-- begin Source extract --

Today, that freedom is dying. What's worse, is it's happening so gradually that most people haven't noticed we're already halfway into the coffin.

The latest broadside fired in the war against platform freedom has been fired. Google recently announced new upcoming restrictions on APK installations. Starting in 2026, Google will tightening the screws on sideloading, making it increasingly difficult to install applications that haven't been blessed by the Play Store's approval process. It's being sold as a security measure, but it will make it far more difficult for users to run apps outside the official ecosystem. There is a security argument to be made, of course, because suspect code can cause all kinds of havoc on a device loaded with a user's personal data. At the same time, security concerns have a funny way of aligning perfectly with ulterior corporate motives.

-- end Source extract --

- Stated goal A -
According to the sideloading excerpt, why does a security argument exist for Google's new APK installation restrictions? Answer in one to three sentences.
- Stated goal B -
Reproduce a passage of the sideloading excerpt: begin at the words "Today, that freedom" and stop after "ulterior corporate motives.".

-- begin Records provided --

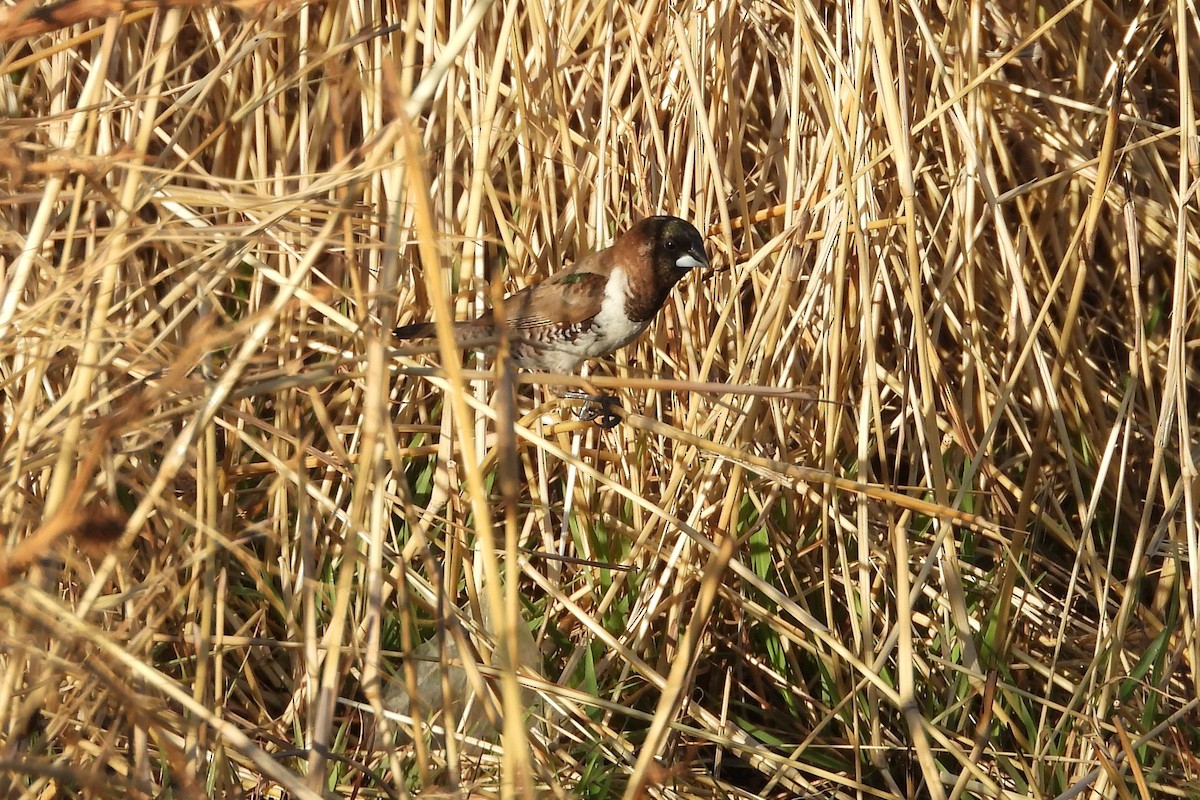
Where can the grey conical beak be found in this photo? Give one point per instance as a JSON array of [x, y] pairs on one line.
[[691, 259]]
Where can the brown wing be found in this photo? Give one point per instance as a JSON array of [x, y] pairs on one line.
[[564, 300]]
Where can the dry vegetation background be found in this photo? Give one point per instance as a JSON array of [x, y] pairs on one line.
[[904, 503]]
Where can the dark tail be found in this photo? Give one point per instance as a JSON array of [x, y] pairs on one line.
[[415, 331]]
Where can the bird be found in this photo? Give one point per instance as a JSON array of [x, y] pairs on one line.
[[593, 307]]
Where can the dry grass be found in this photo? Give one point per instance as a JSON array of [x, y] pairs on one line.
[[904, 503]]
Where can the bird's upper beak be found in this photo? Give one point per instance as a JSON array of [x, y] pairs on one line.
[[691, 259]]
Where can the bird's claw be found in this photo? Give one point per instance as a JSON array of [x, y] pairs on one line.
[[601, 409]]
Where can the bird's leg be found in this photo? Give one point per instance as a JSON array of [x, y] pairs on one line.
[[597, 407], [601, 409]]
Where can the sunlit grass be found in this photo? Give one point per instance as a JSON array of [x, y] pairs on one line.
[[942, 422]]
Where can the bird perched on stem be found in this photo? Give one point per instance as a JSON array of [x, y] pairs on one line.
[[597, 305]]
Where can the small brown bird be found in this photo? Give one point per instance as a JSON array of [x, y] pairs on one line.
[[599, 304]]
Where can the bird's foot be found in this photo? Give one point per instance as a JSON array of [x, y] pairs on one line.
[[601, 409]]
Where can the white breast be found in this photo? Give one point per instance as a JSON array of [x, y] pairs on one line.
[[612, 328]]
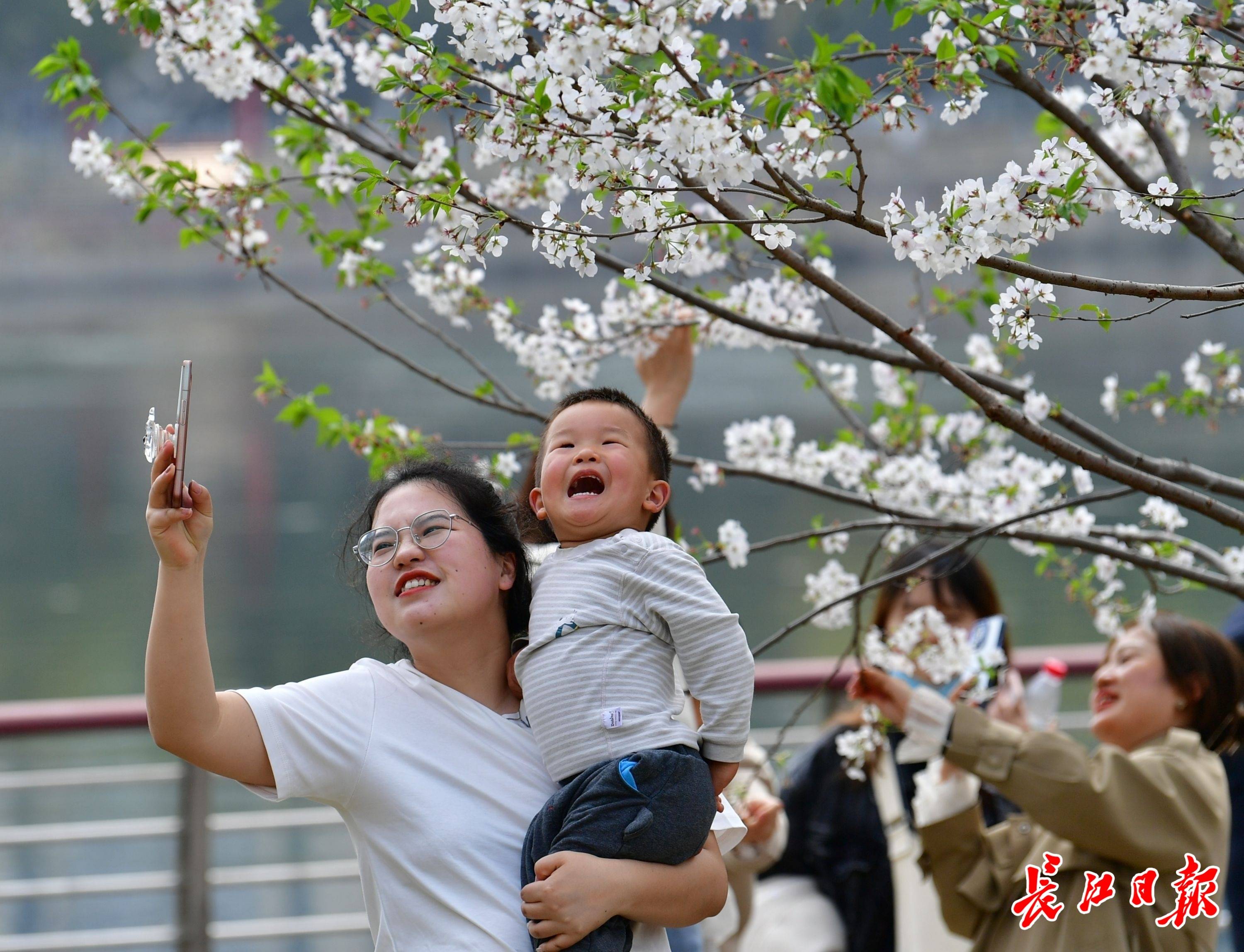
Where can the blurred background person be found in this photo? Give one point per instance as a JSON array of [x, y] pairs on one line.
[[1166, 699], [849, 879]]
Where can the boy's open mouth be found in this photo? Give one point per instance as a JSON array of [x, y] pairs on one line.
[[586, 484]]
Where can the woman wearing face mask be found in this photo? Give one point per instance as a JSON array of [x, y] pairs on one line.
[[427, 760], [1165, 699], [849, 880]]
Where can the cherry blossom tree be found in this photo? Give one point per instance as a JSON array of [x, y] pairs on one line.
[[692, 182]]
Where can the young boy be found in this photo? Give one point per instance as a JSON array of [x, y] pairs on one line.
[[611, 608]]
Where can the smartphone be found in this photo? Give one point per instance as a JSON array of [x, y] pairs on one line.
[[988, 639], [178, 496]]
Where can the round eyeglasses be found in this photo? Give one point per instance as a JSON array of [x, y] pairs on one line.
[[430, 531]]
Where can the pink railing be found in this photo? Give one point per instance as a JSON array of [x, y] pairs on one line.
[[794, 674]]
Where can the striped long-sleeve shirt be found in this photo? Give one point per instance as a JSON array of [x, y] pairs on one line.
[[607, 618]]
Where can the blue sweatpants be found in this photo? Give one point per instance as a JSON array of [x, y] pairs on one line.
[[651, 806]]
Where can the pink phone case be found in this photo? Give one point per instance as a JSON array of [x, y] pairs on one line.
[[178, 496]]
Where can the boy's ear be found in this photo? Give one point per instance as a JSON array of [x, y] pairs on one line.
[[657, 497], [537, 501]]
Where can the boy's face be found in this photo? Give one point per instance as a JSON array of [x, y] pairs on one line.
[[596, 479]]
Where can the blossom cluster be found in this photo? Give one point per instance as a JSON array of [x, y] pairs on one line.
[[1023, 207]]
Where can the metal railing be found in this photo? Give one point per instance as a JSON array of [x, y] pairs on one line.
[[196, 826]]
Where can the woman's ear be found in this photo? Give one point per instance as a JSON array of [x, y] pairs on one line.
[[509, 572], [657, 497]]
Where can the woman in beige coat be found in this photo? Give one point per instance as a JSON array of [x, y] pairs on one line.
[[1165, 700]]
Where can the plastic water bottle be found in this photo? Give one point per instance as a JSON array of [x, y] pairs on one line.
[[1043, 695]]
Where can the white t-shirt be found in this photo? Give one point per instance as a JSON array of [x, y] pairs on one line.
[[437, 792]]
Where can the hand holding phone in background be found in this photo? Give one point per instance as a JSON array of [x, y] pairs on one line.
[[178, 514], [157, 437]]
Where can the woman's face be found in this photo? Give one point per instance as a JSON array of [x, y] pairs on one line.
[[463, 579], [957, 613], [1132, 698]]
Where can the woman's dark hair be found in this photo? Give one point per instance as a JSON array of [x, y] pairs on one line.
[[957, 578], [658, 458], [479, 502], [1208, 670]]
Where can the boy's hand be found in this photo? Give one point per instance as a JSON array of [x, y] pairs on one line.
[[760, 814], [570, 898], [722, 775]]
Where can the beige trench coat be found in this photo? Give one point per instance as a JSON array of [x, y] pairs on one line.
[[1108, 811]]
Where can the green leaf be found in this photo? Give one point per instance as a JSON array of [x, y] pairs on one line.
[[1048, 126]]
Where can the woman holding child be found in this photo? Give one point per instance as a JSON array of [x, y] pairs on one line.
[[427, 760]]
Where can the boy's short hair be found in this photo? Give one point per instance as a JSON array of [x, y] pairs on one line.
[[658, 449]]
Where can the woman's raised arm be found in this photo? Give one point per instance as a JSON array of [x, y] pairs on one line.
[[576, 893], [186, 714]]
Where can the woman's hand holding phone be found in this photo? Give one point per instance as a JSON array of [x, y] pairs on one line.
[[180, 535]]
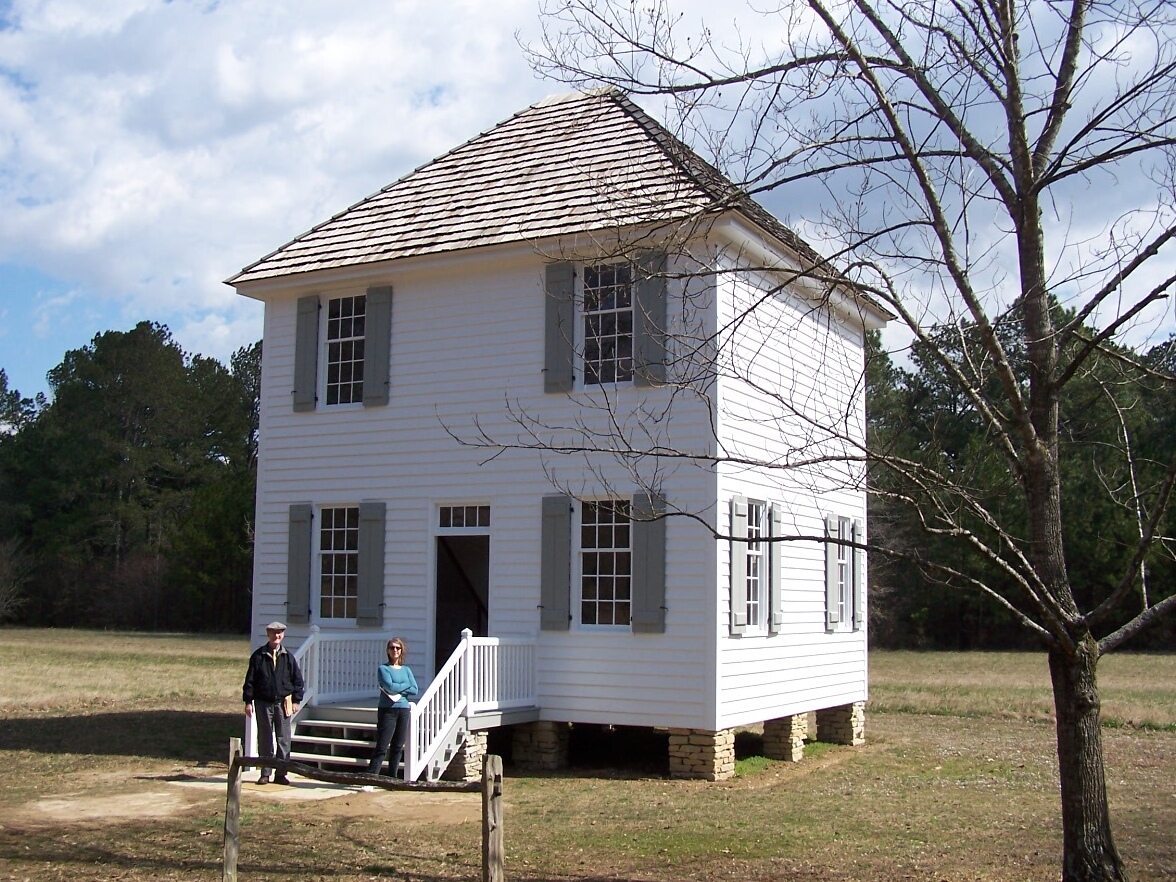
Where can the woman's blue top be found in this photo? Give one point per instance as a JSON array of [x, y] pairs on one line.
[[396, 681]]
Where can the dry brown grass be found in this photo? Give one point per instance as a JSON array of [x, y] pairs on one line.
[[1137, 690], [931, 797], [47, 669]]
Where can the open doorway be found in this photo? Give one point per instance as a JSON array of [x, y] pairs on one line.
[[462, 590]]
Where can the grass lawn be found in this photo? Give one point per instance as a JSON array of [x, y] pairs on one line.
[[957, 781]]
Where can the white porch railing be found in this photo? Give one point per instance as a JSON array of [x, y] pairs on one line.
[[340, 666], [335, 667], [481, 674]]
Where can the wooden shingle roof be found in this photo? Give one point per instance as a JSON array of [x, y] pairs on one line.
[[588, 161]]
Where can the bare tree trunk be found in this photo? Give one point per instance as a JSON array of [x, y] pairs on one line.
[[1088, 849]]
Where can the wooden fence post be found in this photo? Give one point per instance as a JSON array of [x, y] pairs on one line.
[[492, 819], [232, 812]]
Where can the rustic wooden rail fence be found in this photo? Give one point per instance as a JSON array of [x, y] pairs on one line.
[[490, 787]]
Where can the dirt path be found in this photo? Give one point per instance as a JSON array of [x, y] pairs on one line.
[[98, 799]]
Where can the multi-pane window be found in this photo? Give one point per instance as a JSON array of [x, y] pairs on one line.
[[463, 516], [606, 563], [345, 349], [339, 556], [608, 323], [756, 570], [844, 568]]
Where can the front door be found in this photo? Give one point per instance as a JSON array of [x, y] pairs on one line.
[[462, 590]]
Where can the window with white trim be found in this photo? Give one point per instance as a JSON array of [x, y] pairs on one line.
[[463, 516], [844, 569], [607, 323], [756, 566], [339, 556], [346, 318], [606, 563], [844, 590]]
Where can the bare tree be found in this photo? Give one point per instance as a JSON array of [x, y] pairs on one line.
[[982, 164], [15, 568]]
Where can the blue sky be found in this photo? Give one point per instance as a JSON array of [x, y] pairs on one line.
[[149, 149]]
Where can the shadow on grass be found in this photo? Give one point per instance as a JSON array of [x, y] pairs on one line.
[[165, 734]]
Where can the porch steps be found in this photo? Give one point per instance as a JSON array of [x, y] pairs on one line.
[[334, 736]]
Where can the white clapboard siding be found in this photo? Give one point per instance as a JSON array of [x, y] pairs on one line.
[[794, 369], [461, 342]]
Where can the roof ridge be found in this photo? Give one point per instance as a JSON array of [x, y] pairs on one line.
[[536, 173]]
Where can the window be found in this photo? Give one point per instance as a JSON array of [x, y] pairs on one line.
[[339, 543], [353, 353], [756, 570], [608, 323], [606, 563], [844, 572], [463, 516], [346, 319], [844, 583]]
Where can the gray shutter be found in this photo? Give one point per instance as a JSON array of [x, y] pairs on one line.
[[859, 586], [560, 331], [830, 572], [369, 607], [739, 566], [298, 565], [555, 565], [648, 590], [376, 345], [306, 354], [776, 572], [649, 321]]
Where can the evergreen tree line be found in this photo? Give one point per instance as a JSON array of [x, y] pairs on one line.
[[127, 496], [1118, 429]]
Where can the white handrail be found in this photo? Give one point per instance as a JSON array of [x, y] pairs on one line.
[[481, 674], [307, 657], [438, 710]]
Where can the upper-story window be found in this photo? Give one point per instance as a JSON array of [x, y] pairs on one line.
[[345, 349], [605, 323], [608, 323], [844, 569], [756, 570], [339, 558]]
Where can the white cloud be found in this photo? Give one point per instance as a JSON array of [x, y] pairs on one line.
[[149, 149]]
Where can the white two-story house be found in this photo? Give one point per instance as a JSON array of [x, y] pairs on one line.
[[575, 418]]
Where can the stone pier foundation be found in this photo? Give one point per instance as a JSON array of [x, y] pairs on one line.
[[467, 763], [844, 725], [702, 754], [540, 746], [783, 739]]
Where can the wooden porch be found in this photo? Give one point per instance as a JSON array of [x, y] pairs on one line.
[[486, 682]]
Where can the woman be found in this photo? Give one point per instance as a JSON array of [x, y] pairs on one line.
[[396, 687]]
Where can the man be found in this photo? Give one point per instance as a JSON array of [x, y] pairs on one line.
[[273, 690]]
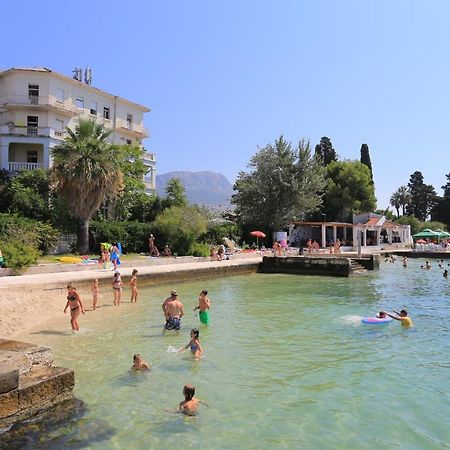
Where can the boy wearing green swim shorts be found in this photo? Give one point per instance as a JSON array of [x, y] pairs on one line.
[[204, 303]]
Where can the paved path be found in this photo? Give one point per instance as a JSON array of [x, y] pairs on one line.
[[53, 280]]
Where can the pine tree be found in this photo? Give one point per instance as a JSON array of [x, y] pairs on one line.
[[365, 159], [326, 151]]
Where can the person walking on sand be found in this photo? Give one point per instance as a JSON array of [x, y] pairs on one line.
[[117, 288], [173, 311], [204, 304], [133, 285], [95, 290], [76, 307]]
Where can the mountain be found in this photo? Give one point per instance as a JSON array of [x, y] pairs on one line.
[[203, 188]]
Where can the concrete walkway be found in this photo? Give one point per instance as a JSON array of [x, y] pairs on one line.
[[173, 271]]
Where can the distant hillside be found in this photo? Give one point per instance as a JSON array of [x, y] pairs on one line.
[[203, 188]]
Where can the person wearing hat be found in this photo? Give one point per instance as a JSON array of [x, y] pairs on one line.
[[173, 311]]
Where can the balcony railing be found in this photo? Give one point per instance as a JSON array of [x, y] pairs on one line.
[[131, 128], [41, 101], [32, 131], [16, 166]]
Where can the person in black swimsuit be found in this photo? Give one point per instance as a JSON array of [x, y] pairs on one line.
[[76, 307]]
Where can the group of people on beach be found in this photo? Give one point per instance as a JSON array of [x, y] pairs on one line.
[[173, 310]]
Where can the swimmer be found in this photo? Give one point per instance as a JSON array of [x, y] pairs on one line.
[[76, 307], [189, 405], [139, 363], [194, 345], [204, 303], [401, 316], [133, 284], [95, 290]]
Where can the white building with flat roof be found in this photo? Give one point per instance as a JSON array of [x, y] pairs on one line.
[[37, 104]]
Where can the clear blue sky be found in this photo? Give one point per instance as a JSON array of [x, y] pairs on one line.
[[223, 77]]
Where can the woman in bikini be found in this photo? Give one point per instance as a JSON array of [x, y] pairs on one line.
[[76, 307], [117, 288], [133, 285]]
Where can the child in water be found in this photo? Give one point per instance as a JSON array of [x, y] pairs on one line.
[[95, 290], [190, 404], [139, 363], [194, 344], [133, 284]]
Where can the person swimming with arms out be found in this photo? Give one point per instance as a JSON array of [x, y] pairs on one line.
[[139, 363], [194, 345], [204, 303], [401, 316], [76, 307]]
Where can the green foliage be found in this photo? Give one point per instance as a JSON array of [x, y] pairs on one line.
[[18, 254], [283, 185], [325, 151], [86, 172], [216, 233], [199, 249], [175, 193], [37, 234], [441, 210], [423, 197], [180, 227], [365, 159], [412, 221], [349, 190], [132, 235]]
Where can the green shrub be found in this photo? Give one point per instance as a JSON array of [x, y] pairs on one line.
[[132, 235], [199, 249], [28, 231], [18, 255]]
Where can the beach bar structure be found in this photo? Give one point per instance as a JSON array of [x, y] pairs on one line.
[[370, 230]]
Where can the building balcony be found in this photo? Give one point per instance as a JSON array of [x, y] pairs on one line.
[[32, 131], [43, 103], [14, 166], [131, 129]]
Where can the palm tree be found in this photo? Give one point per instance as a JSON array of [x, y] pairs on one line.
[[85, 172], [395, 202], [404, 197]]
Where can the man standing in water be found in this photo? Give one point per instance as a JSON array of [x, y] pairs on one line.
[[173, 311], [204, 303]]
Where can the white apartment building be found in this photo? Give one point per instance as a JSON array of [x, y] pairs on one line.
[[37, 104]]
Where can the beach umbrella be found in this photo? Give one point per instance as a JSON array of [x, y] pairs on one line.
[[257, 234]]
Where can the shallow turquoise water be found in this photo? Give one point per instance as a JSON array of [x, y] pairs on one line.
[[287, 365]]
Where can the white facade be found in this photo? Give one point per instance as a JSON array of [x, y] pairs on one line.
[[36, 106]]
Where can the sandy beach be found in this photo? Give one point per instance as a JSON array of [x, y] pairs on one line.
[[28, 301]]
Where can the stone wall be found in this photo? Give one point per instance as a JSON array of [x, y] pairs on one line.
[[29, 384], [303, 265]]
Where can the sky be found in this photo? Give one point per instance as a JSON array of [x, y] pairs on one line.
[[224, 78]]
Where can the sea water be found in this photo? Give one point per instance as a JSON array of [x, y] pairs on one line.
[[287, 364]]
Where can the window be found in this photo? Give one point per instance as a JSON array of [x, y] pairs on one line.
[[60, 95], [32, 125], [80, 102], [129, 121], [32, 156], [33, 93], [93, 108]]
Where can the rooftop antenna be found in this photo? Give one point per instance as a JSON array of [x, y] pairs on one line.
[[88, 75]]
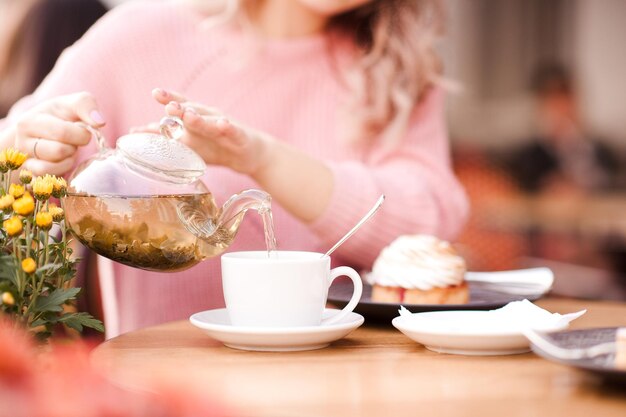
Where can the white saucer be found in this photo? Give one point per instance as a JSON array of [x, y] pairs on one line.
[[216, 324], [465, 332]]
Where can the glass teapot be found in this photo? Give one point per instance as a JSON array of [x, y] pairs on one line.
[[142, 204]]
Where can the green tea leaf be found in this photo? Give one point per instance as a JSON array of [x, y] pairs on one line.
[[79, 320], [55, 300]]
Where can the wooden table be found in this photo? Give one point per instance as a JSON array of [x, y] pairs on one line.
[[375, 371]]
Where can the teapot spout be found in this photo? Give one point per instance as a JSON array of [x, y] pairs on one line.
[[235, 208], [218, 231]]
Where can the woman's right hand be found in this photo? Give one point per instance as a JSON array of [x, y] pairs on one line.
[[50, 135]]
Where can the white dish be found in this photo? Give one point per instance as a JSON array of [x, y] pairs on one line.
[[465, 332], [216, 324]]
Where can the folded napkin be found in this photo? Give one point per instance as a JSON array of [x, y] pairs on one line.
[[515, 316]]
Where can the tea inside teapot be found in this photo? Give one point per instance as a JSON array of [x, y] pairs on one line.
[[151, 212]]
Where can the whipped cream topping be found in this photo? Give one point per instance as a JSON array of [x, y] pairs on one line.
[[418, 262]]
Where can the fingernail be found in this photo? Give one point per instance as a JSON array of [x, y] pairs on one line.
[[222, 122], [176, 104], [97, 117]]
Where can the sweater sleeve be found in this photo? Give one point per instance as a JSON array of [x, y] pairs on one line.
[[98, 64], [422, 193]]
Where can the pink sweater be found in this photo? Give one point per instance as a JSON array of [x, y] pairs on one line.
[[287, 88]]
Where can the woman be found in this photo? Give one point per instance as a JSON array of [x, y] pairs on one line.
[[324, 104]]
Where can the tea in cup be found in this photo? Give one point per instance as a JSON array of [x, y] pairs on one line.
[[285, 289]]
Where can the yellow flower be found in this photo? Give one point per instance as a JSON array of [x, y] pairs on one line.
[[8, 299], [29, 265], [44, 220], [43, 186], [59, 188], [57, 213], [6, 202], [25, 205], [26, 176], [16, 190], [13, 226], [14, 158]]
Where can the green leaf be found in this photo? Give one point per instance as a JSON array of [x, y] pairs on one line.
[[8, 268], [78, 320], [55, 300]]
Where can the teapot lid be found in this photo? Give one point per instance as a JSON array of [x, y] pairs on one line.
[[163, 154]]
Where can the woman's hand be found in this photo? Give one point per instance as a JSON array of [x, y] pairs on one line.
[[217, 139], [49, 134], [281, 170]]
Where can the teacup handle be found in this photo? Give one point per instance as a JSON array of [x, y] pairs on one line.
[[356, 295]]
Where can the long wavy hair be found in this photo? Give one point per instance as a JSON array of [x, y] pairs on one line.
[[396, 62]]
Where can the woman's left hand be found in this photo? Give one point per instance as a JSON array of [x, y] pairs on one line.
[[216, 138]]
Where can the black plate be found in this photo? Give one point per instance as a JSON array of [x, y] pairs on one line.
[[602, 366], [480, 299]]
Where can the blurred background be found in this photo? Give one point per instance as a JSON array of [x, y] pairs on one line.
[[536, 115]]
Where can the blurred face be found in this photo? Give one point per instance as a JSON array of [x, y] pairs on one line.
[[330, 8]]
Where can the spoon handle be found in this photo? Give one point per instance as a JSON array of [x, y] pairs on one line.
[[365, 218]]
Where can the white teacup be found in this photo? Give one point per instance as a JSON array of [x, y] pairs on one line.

-- end Records provided --

- Final answer A -
Suspect code can cause all kinds of havoc on a device loaded with a user's personal data.

- Final answer B -
Today, that freedom is dying. What's worse, is it's happening so gradually that most people haven't noticed we're already halfway into the coffin.

The latest broadside fired in the war against platform freedom has been fired. Google recently announced new upcoming restrictions on APK installations. Starting in 2026, Google will tightening the screws on sideloading, making it increasingly difficult to install applications that haven't been blessed by the Play Store's approval process. It's being sold as a security measure, but it will make it far more difficult for users to run apps outside the official ecosystem. There is a security argument to be made, of course, because suspect code can cause all kinds of havoc on a device loaded with a user's personal data. At the same time, security concerns have a funny way of aligning perfectly with ulterior corporate motives.